■ **Stated goal a**:
Reproduce a portion of the records without changes. Start at the line containing "Objective: one point per instance of the textured" and continue to the final line of the records.

■ **Selected excerpt**:
# Advice/tips for graduation shoot with only f/1.8 50mm lens?



## NeonCaucasian (Jun 25, 2012)

Hi! I'm new here but I figured I often seek advice from other photographers so this was my choice of website 

Anyway, aside from that I'm just a broke kid who can't afford any lens she pleases haha.
On Wednesday, I'm going to a friend's graduation to get some shots. I shot my other friends' graduations last year and they were easily impressed -- but I wasn't as impressed by my own work as they were.
Last year I used my f/1.8 50mm prime lens. A year later I still haven't had enough to invest in a new lens so I will be using the 50mm again. It's going to be sunny out Wednesday and I'm shooting outdoors once again.

any tips, advice, or questions would be greatly appreciated. thanks!


----------



## dxqcanada (Jun 25, 2012)

What exactly did not impress you with the images from last year ?


----------



## MK3Brent (Jun 25, 2012)

Yeah, my first advice is try not shooting everything with f/1.8.


----------



## Sw1tchFX (Jun 25, 2012)

Shoot everything at f/1.8.


----------



## xjoewhitex (Jun 25, 2012)

Sw1tchFX said:


> Shoot everything at f/1.8.


I second this.. ive done it, looks sweet.


----------



## MK3Brent (Jun 26, 2012)

Terrible... Get some tack sharp f/8 shots.


----------



## Sw1tchFX (Jun 27, 2012)

Terrible... Get some nice photos without distracting backgrounds.


----------



## Patrice (Jun 27, 2012)

Well this is turning into thread with plenty of useful advice now isn't it?

That is a very capable little gem of a lens. It has many possible aperture settings, each and every one of those are useful. That is why they are there.

The only real limitation of that lens is its fixed focal length but it is fixed at quite a useful one. You will have to 'zoom with your feet', that means you physically have to move to get the framing you want.

You can do very nice intimate shots with wide aperture and getting in close.

You can do very nice shots showing the party activities and the general mayhem by backing up a bit and closing down the aperture.

You can shoot groups in bright sunlight by going to middle ground and middle apertures. (ND filters and a flash are your friends when shooting in the bright midday sun.)

You can do a lot of things with that lens, use your imagination. It's a tool and it has a lot of uses, learn to use it to it's fullest potential.


----------

■ **Stated goal b**:
According to the graduation-shoot thread, what does "zoom with your feet" mean?

[Point annotations for the photos]
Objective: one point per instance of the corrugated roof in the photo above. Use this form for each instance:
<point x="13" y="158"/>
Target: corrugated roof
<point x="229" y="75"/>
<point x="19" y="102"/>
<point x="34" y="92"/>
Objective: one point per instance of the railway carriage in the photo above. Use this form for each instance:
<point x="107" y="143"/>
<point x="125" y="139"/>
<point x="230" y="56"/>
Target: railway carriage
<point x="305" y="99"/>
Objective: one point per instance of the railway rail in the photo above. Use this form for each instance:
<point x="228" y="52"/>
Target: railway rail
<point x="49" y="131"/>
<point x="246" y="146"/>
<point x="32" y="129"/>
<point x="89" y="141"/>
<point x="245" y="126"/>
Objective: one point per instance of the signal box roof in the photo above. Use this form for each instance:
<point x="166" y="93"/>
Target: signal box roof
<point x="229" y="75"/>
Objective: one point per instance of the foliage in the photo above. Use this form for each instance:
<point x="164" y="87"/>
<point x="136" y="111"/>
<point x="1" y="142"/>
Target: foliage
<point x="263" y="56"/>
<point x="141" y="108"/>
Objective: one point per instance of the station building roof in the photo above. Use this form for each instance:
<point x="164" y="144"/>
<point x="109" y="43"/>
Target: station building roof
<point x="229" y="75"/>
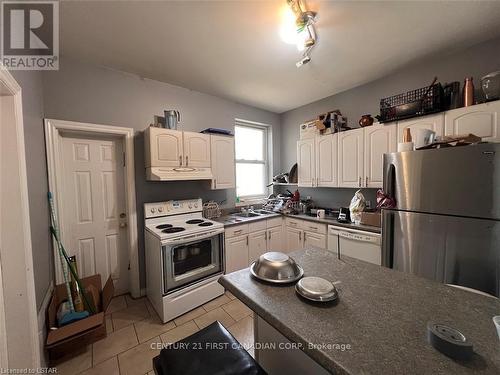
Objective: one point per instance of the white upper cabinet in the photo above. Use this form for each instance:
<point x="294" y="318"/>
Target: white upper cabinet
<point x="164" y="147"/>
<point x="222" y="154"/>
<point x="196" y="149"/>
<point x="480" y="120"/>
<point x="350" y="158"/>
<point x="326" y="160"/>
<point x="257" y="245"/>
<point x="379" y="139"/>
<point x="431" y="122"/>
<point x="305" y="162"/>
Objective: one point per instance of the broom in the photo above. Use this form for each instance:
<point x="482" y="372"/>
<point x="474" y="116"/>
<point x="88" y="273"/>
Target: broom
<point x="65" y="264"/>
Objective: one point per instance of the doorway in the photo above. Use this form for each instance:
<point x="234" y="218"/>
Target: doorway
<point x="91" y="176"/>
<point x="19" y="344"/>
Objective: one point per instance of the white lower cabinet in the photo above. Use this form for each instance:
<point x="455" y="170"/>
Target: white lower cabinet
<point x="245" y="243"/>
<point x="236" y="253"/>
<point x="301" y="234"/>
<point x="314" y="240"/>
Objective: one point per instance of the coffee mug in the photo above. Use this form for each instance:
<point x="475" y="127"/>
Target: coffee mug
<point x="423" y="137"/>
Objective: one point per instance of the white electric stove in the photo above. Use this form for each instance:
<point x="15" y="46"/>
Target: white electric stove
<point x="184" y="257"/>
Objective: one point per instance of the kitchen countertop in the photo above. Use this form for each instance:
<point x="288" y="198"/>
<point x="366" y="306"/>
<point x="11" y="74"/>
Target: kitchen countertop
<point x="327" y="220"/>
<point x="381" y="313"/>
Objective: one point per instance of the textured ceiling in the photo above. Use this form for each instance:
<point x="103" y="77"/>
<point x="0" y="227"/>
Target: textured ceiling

■ **Complete answer a**:
Objective: one point per instance of the textured ceiling in the photo above. Use this form for each instance:
<point x="103" y="77"/>
<point x="0" y="227"/>
Target: textured ceiling

■ **Complete answer b**:
It means physically moving to get the framing you want.